_EXERCISE BRIEF:_
Please return the data word for word and leave out any picture it contains.

Photo-based referring expression data
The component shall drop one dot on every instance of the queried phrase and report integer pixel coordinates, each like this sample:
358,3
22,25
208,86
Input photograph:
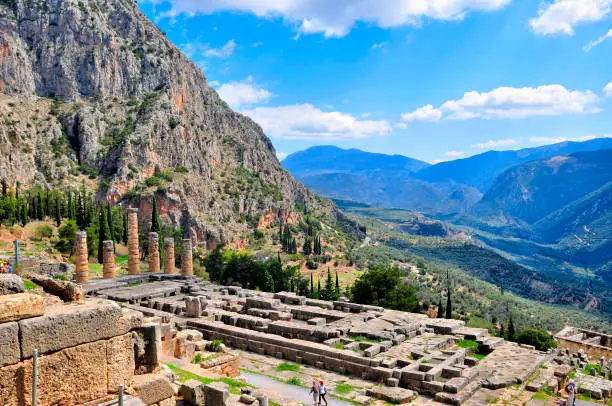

_SOLUTION TO THIS PROBLEM:_
The component shall drop one dot on every instance of the queried phrase and report integer pixel coordinates, each like this sample:
358,3
22,25
208,86
Input photograph:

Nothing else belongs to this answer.